Top of DOCUMENT PASSAGE
I’m finding myself hitting the brakes for a moment. Maybe that is because I seem to have the luxury to do so, and feel it is important. After all, in the end my decisions are my own. I found myself in a position where things were moving too quickly to fully absorb, and that certain decisions were being made for me. Realizing that this circumstance came to be because I allowed it up to this point was not disturbing to me, and I’m thankful for the realization.
The fact of the matter is that I’m not convinced that I need the CABG procedure at this point. Clearly, if it was absolutely required, it would be in progress as I type here.
Contrary to popular belief, it does not “fix” the situation. If it actually did, I’d be beating down the doors to the CT surgeon’s office. The bottom line is that I have CAD, or Coronary Artery Disease, and it’s here permanently. It will remain after said procedure.
There have been huge improvements in my condition since I was first diagnosed. It is my belief that these can be further improved upon. It’s up to me. I’d like to give myself the opportunity to find out. What I am finding out is that in reality, what counts is the EF (Ejection Fraction), and more importantly how it trends. On initial diagnosis it was 10%. Over a year later this past January, it was measured at 40% by way of a TEE scan. That indicates that the medical management was working. Last week and less than a month later, it was measured at 50%. At 55% output everybody does a happy dance. That is because this is the threshold number for what is considered normal blood output from one’s heart. How did I bump the number up 10 points in such a short time? I stopped smoking for two weeks- the very thing that largely put me there in the first place, by my reckoning.
Bottom of DOCUMENT PASSAGE
Top of RECORD EXTRACTS
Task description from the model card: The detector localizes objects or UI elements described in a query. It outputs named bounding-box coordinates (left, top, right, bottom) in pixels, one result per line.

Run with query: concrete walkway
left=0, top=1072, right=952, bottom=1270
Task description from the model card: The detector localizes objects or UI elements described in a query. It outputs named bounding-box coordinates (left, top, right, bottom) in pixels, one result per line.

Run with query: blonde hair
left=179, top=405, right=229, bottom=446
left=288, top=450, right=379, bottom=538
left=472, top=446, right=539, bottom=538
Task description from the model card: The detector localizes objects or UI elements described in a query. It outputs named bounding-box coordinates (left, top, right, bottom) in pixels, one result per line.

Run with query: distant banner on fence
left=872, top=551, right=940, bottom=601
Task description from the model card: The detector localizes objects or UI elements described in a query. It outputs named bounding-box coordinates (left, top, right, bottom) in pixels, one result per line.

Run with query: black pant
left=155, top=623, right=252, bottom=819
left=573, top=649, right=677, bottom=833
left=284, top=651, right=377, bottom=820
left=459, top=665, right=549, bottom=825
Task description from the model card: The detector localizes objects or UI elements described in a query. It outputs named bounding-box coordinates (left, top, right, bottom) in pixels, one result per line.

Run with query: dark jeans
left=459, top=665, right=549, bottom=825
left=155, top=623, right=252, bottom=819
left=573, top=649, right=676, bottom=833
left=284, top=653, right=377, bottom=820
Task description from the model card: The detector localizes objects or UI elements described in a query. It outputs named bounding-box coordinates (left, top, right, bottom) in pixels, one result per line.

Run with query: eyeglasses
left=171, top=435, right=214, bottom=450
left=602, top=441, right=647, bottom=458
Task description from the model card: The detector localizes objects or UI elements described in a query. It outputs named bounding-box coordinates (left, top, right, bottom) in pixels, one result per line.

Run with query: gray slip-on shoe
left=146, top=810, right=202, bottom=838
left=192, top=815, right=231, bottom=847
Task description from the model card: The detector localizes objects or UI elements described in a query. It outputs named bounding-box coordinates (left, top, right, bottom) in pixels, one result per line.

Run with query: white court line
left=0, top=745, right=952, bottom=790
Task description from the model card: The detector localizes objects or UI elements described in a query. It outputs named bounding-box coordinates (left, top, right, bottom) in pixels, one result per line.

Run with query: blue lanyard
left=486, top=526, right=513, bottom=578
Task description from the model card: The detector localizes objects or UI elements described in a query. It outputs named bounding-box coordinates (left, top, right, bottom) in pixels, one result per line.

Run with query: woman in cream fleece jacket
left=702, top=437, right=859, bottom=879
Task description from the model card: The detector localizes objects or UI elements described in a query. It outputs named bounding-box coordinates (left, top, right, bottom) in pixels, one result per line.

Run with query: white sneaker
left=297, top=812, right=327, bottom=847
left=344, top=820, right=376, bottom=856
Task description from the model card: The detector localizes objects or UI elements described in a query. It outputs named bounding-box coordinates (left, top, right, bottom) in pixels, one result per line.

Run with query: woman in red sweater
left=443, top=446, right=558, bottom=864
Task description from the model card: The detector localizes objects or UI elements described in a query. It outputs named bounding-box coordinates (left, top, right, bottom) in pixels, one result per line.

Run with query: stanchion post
Bottom of RECORD EXTRACTS
### EXERCISE REQUIREMENTS
(a) According to the coronary artery disease text, what did the TEE scan this past January measure the ejection fraction at?
(b) Print the stretch of the coronary artery disease text from "There have been" through "by my reckoning.", word for word.

### RESULTS OF THE EXERCISE
(a) 40%

(b)
There have been huge improvements in my condition since I was first diagnosed. It is my belief that these can be further improved upon. It’s up to me. I’d like to give myself the opportunity to find out. What I am finding out is that in reality, what counts is the EF (Ejection Fraction), and more importantly how it trends. On initial diagnosis it was 10%. Over a year later this past January, it was measured at 40% by way of a TEE scan. That indicates that the medical management was working. Last week and less than a month later, it was measured at 50%. At 55% output everybody does a happy dance. That is because this is the threshold number for what is considered normal blood output from one’s heart. How did I bump the number up 10 points in such a short time? I stopped smoking for two weeks- the very thing that largely put me there in the first place, by my reckoning.